**DOCUMENT EXCERPT:**
Thahabu

Someone told me the only thing I owe anyone is to be myself. I cried. It’s such plain advice, but it was the first time I’d heard it with such unfeigned honesty. I don’t believe a person owes it to me to be who they say they are, because they may not even have a firm grasp on their own sense of self. So I’m taken by surprise, every time, when someone doesn’t afford me the same respect; the space to simply be a person and grow. Like, the audacity. They think they own my spirit and energy. Acting as if I betrayed them whenever they find a new quality in they haven’t seen before. “Oh no, you need to be exactly who I thought you were when we first met,” is what I imagine they’re thinking when this happens.

**EXERCISE A:**
Reproduce the passage about owing others nothing but being yourself, starting with "Someone told me" and going on through "when this happens.".
The passage and the entries come from separate, unrelated sources.

[Entries for labeling bounding boxes]
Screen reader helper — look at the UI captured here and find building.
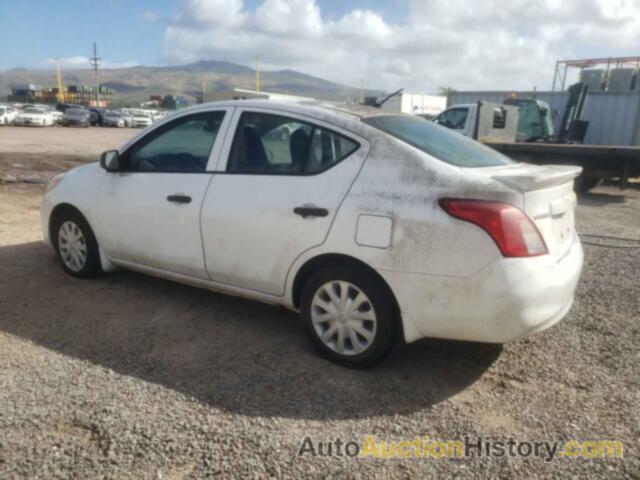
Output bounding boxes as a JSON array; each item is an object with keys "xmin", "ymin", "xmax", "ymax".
[{"xmin": 7, "ymin": 84, "xmax": 115, "ymax": 107}]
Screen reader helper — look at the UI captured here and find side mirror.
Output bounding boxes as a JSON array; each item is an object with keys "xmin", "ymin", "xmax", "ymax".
[{"xmin": 100, "ymin": 150, "xmax": 120, "ymax": 172}]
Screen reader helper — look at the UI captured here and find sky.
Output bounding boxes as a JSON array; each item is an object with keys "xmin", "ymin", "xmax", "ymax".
[{"xmin": 0, "ymin": 0, "xmax": 640, "ymax": 93}]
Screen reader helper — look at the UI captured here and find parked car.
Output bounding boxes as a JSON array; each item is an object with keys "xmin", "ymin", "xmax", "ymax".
[
  {"xmin": 131, "ymin": 112, "xmax": 153, "ymax": 128},
  {"xmin": 0, "ymin": 105, "xmax": 18, "ymax": 125},
  {"xmin": 41, "ymin": 100, "xmax": 583, "ymax": 368},
  {"xmin": 50, "ymin": 110, "xmax": 64, "ymax": 125},
  {"xmin": 89, "ymin": 108, "xmax": 104, "ymax": 126},
  {"xmin": 102, "ymin": 110, "xmax": 128, "ymax": 127},
  {"xmin": 15, "ymin": 107, "xmax": 53, "ymax": 127},
  {"xmin": 62, "ymin": 108, "xmax": 91, "ymax": 127},
  {"xmin": 152, "ymin": 112, "xmax": 172, "ymax": 123}
]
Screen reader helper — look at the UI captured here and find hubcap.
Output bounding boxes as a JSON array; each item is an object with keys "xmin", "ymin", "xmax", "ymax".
[
  {"xmin": 58, "ymin": 221, "xmax": 87, "ymax": 272},
  {"xmin": 311, "ymin": 281, "xmax": 377, "ymax": 355}
]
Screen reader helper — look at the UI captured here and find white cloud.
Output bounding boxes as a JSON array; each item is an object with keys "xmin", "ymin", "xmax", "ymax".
[
  {"xmin": 163, "ymin": 0, "xmax": 640, "ymax": 92},
  {"xmin": 44, "ymin": 55, "xmax": 89, "ymax": 68},
  {"xmin": 44, "ymin": 55, "xmax": 138, "ymax": 69},
  {"xmin": 140, "ymin": 10, "xmax": 162, "ymax": 22}
]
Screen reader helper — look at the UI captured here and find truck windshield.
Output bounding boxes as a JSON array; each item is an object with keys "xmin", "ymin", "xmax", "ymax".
[{"xmin": 362, "ymin": 115, "xmax": 513, "ymax": 167}]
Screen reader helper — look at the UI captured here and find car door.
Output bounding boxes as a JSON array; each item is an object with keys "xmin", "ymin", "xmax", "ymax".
[
  {"xmin": 201, "ymin": 108, "xmax": 369, "ymax": 296},
  {"xmin": 97, "ymin": 109, "xmax": 230, "ymax": 279}
]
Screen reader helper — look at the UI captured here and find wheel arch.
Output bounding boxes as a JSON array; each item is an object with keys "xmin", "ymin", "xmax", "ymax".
[
  {"xmin": 291, "ymin": 253, "xmax": 404, "ymax": 338},
  {"xmin": 47, "ymin": 202, "xmax": 89, "ymax": 247},
  {"xmin": 47, "ymin": 202, "xmax": 117, "ymax": 272}
]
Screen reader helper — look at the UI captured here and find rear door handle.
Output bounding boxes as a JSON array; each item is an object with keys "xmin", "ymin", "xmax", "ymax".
[
  {"xmin": 167, "ymin": 193, "xmax": 191, "ymax": 203},
  {"xmin": 293, "ymin": 207, "xmax": 329, "ymax": 218}
]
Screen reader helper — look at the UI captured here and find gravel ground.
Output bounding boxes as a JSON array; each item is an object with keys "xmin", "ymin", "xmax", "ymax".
[{"xmin": 0, "ymin": 129, "xmax": 640, "ymax": 479}]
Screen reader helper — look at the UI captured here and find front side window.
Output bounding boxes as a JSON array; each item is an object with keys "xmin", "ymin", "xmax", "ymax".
[
  {"xmin": 434, "ymin": 108, "xmax": 469, "ymax": 130},
  {"xmin": 363, "ymin": 115, "xmax": 513, "ymax": 167},
  {"xmin": 123, "ymin": 112, "xmax": 224, "ymax": 172},
  {"xmin": 227, "ymin": 112, "xmax": 359, "ymax": 175}
]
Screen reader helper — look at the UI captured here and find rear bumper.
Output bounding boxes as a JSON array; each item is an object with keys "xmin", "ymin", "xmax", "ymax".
[{"xmin": 380, "ymin": 238, "xmax": 583, "ymax": 343}]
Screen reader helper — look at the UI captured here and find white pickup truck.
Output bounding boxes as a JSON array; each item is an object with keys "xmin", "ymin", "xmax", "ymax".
[{"xmin": 433, "ymin": 99, "xmax": 640, "ymax": 192}]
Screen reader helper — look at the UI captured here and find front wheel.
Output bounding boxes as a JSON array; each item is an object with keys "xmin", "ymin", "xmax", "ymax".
[
  {"xmin": 51, "ymin": 211, "xmax": 102, "ymax": 278},
  {"xmin": 301, "ymin": 267, "xmax": 398, "ymax": 368}
]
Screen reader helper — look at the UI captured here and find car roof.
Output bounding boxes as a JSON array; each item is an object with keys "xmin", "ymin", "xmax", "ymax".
[{"xmin": 182, "ymin": 99, "xmax": 401, "ymax": 121}]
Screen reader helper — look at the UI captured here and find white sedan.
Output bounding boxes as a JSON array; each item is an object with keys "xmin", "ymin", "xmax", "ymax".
[
  {"xmin": 41, "ymin": 100, "xmax": 583, "ymax": 368},
  {"xmin": 15, "ymin": 107, "xmax": 54, "ymax": 127}
]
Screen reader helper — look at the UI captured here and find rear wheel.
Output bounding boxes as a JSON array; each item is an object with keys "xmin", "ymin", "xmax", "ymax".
[
  {"xmin": 52, "ymin": 210, "xmax": 101, "ymax": 278},
  {"xmin": 574, "ymin": 176, "xmax": 602, "ymax": 193},
  {"xmin": 301, "ymin": 267, "xmax": 398, "ymax": 368}
]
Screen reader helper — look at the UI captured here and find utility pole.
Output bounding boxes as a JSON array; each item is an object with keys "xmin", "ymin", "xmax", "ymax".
[
  {"xmin": 56, "ymin": 62, "xmax": 65, "ymax": 103},
  {"xmin": 256, "ymin": 57, "xmax": 260, "ymax": 93},
  {"xmin": 89, "ymin": 42, "xmax": 102, "ymax": 108}
]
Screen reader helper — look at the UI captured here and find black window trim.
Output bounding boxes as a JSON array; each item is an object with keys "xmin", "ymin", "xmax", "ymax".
[
  {"xmin": 221, "ymin": 107, "xmax": 362, "ymax": 177},
  {"xmin": 117, "ymin": 108, "xmax": 228, "ymax": 175}
]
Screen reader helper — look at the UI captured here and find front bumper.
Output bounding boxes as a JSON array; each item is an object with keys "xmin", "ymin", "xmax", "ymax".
[{"xmin": 380, "ymin": 237, "xmax": 583, "ymax": 343}]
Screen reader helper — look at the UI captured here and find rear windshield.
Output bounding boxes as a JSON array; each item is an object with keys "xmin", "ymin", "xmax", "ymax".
[{"xmin": 362, "ymin": 115, "xmax": 513, "ymax": 167}]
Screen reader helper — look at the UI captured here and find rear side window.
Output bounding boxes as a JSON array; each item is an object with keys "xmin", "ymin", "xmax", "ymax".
[
  {"xmin": 227, "ymin": 112, "xmax": 359, "ymax": 175},
  {"xmin": 363, "ymin": 115, "xmax": 513, "ymax": 167},
  {"xmin": 124, "ymin": 112, "xmax": 224, "ymax": 173}
]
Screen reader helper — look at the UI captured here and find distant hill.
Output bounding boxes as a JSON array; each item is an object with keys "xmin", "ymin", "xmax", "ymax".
[{"xmin": 0, "ymin": 61, "xmax": 378, "ymax": 103}]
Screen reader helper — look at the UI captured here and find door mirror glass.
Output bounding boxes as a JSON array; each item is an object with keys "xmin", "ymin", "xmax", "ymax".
[{"xmin": 100, "ymin": 150, "xmax": 120, "ymax": 172}]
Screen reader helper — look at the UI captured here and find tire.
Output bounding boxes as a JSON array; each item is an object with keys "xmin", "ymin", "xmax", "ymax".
[
  {"xmin": 573, "ymin": 175, "xmax": 602, "ymax": 193},
  {"xmin": 51, "ymin": 210, "xmax": 102, "ymax": 278},
  {"xmin": 300, "ymin": 266, "xmax": 399, "ymax": 369}
]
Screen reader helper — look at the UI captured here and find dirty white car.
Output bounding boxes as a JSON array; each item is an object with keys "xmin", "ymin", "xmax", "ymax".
[
  {"xmin": 41, "ymin": 100, "xmax": 583, "ymax": 367},
  {"xmin": 15, "ymin": 107, "xmax": 54, "ymax": 127},
  {"xmin": 0, "ymin": 105, "xmax": 18, "ymax": 125}
]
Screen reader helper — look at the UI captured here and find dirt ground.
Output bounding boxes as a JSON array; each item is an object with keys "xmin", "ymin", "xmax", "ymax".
[{"xmin": 0, "ymin": 128, "xmax": 640, "ymax": 479}]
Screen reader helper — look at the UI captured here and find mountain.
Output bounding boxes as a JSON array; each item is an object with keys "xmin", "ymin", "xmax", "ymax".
[{"xmin": 0, "ymin": 61, "xmax": 377, "ymax": 103}]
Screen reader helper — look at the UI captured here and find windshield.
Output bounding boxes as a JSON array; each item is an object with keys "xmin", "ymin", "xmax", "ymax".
[{"xmin": 362, "ymin": 115, "xmax": 513, "ymax": 167}]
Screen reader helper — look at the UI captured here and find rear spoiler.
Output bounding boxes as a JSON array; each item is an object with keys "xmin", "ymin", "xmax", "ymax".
[{"xmin": 491, "ymin": 165, "xmax": 582, "ymax": 192}]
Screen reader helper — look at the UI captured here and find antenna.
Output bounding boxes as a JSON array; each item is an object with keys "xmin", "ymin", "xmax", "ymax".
[
  {"xmin": 89, "ymin": 42, "xmax": 102, "ymax": 107},
  {"xmin": 374, "ymin": 88, "xmax": 404, "ymax": 108}
]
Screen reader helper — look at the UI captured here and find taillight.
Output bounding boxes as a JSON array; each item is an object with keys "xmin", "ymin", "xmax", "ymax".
[{"xmin": 439, "ymin": 198, "xmax": 547, "ymax": 257}]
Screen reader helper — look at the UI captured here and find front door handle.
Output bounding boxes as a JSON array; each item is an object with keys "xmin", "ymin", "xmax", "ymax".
[
  {"xmin": 293, "ymin": 207, "xmax": 329, "ymax": 218},
  {"xmin": 167, "ymin": 193, "xmax": 191, "ymax": 203}
]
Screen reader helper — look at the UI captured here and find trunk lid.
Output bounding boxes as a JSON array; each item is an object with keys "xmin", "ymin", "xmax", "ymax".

**EXERCISE B:**
Find every line in the entries that contains the word "white", and copy each of those lines.

**PROBLEM SOLUTION A:**
Someone told me the only thing I owe anyone is to be myself. I cried. It’s such plain advice, but it was the first time I’d heard it with such unfeigned honesty. I don’t believe a person owes it to me to be who they say they are, because they may not even have a firm grasp on their own sense of self. So I’m taken by surprise, every time, when someone doesn’t afford me the same respect; the space to simply be a person and grow. Like, the audacity. They think they own my spirit and energy. Acting as if I betrayed them whenever they find a new quality in they haven’t seen before. “Oh no, you need to be exactly who I thought you were when we first met,” is what I imagine they’re thinking when this happens.

**PROBLEM SOLUTION B:**
Screen reader helper — look at the UI captured here and find white cloud.
Screen reader helper — look at the UI captured here and find white pickup truck.
Screen reader helper — look at the UI captured here and find white sedan.
Screen reader helper — look at the UI captured here and find dirty white car.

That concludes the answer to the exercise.